DIRECTION:
Give again, word for word, only the lines from the one containing "Where can you spot the blurred" through the final line.

*** ENTRIES SUPPLIED

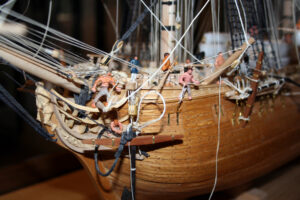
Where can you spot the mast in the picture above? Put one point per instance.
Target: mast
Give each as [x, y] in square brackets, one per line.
[168, 19]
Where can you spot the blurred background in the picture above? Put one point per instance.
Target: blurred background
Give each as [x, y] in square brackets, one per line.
[27, 158]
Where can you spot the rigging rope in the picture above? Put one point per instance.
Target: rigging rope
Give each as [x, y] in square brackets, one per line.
[11, 102]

******

EXERCISE SOLUTION:
Where can you spot the blurred background in the picture above? Put one point per instance.
Target: blurred background
Give each as [x, y] in square brackets, one per line.
[27, 158]
Where can you spot the rigging rope in the picture above? Put one point per instance.
Target: rigging rope
Give each as [x, y] in square brackets, one per line.
[11, 102]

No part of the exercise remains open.